What is asked: From the line containing "Objective — for every instance of the blurred" through the end of the material, rewrite the lines with "visible part" replaced by "visible region" and everything else left unchanged.

Stored items
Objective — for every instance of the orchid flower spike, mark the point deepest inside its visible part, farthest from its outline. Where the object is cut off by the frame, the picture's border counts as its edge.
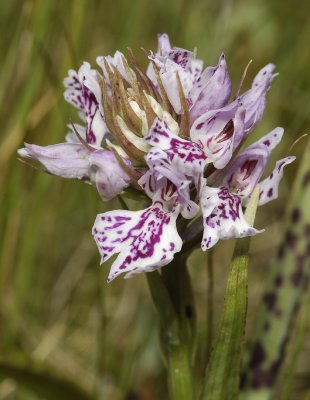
(170, 134)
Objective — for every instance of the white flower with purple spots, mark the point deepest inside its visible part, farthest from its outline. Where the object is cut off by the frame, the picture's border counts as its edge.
(170, 136)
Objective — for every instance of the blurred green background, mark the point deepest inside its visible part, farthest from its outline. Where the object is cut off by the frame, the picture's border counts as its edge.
(57, 314)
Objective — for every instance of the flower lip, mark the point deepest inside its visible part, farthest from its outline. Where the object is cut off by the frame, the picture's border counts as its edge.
(162, 132)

Exercise response:
Objective — for every instance of the blurred green background, mark the point deepest inside its visible region, farthest from its outline. Where the object is cut off by the frame, the picture's border counts as its edge.
(57, 314)
Objective — for every instance of the flower lip, mark the point deepest inside its visible region, farthest from its outline. Where the object is cut off by the frame, the picture's border counts as its edge.
(162, 132)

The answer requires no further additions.